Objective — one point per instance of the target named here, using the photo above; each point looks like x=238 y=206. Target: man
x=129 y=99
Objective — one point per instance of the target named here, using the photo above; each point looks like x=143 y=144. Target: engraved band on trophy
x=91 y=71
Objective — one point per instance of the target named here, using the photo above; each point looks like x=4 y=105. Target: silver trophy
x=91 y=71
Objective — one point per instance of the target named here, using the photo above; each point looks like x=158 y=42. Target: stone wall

......

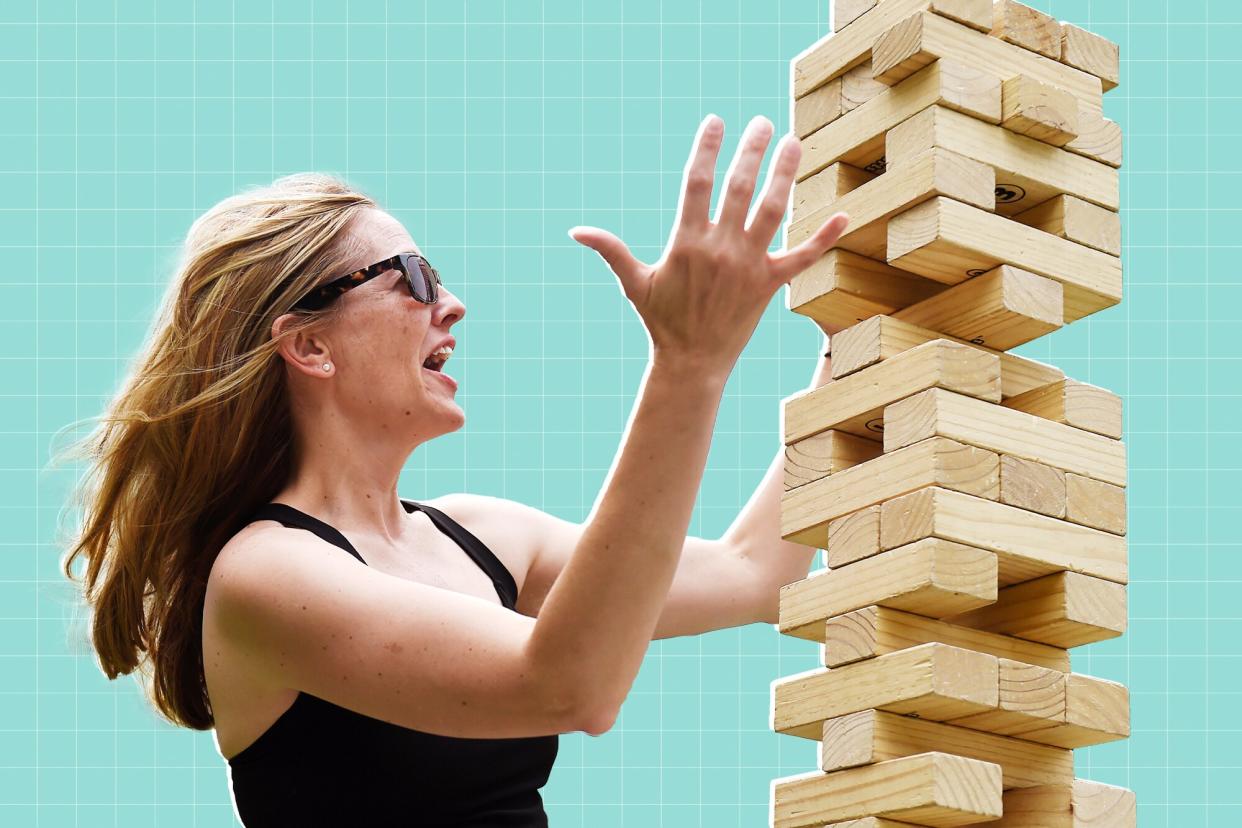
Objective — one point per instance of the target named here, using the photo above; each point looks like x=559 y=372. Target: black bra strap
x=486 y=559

......

**Exercise**
Beginning with the line above that contains "y=206. Target: man", copy each line exactly up to and including the line that contains "Target: stone wall", and go no further.

**Task solution**
Objective — one point per instance of the target named here, using the photo above; each point looks like x=238 y=206. Target: man
x=129 y=99
Objective — one point per instance of the target named here, using the photo above; each point looks like x=143 y=144. Target: engraved band on trophy
x=91 y=71
Objective — one point per instance of the target named here, using the photo above; each point looks like x=4 y=105. Target: silver trophy
x=91 y=71
Objective — one point per instance of the target named here, using the photo above; each point looks like x=158 y=42. Target: stone wall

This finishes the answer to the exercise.